The wheel turns

Lawsuits were filed against at least two private equity firms in relation to their portfolio companies in December alone. In both cases, company stakeholders sued in relation to losses incurred through action, or inaction, taken by the private equity owner.

Legal experts agree the likelihood of a private equity firm facing court proceedings is increasing, and expected to continue doing so, meaning private equity firms need to pay more attention to insuring against it.

“For a long time, litigation has been an afterthought for private equity firms, but they now need to take a more corporate approach to thinking about legal matters as risk increases,” Timothy Mungovan, partner, private investment funds and commercial litigation at Proskauer Rose tells pfm.

Private equity firms tend to take a controlling or significant minority stake in target assets, which gives them more responsibility; as the industry grows, more and more private equity capital is in circulation, thus increasing the risk.

“Risk tends to arise in two main situations; the first is when there is a sale. Perhaps the buyer doesn’t obtain what they thought they were buying, or there is a disagreement over the value of the asset,” Mungovan says.

This was the case in PAH Litigation Trust v Water Street Healthcare. In an adversary action in Delaware bankruptcy court, the PAH Litigation Trust claimed former Physiotherapy Holdings controlling shareholders Water Street Healthcare Partners LP and Wind Point Partners LP, along with several affiliates, orchestrated a scheme to make it appear the physical therapy chain was worth roughly twice its actual value, designing a leveraged buyout at the inflated price, but transferring $248.6 million in borrowed capital to themselves and exiting “before the reality could catch up with them.”

According to the complaint, the deal made Physiotherapy instantly insolvent, leading to a Chapter 11 filing in 2013, and leaving creditors holding the bag and the new buyer’s equity investment gutted.

The second risk relates to “catastrophic loss,” which in the case of a private equity firm would be something such as a data breach, or in the case of real assets, a terror attack.

** Your tasks **
[1] In the private equity litigation article, how much borrowed capital did the PAH Litigation Trust claim the former controlling shareholders transferred to themselves?
[2] Please carry the private equity litigation article forward, starting after its last sentence.

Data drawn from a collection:
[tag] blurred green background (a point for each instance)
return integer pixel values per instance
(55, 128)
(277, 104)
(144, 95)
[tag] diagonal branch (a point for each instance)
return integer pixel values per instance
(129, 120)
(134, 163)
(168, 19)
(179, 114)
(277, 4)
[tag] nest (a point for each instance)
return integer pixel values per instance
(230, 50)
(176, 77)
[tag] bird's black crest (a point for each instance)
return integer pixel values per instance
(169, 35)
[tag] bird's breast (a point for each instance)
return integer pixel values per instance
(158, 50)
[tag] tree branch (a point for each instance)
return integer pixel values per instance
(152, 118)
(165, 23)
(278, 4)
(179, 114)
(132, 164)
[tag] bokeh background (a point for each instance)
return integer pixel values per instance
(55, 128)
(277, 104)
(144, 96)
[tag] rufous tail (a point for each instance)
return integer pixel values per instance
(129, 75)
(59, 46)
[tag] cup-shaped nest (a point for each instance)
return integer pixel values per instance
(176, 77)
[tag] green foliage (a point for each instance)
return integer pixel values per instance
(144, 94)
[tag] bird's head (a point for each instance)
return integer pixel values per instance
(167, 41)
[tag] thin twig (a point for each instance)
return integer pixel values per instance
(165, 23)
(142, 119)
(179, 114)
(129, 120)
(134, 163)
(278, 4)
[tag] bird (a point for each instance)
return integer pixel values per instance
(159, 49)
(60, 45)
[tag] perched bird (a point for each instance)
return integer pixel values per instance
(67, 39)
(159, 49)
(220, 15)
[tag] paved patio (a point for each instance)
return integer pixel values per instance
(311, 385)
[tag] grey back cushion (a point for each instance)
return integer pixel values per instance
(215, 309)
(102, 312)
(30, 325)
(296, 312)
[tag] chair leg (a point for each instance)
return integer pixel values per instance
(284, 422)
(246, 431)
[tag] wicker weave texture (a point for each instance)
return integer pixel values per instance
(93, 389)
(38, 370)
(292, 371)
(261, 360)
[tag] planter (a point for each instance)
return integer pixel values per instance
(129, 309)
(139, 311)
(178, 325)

** Your written answers **
[1] $248.6 million.

[2]
Real assets

For managers in real estate and infrastructure, litigation over portfolio assets is not new, but increases in dry powder and investment potential carry risk of an increase in action.

“There are typically more participants in a real estate deal; many are joint ventures between a property owner and a fund, which can create problems,” Chip Parsons, partner, private investment funds, private equity, at Proskauer says. “And funds often own the leasehold rather than the property itself, meaning there is a third party involved – the property owner. This can also create more friction.”

Real estate funds can be sheltered from action by their commitments to some properties. “If a fund owns a hotel building, for example, and that hotel is under a big name brand, the plaintiff will often launch legal action against the big name, rather than the lesser-known fund,” Parsons says.

The issues are similar in infrastructure, where the government and regulatory nexus is often a source of dispute.

“Infrastructure fund managers can also face challenges in relation to concessions, licensing, and labor disputes,” Monica Arora, partner, private investment funds, private equity real estate, at Proskauer says.

The typical lifespan of an infrastructure investment and a real estate holding also increases the fund manager’s risk of litigation.

“Infrastructure and real estate assets are held for longer, so there is more downside. This creates more opportunities for lawsuits,” Arora says.

In general, the sources agreed the first step to mitigating litigation risk is to be prepared, and be sure to be aware of where the risk can arise.

“At a portfolio company level, there should be someone from the private fund firm on the board that is attuned to the risk of litigation arising from the firm’s involvement in the company,” Mungovan says.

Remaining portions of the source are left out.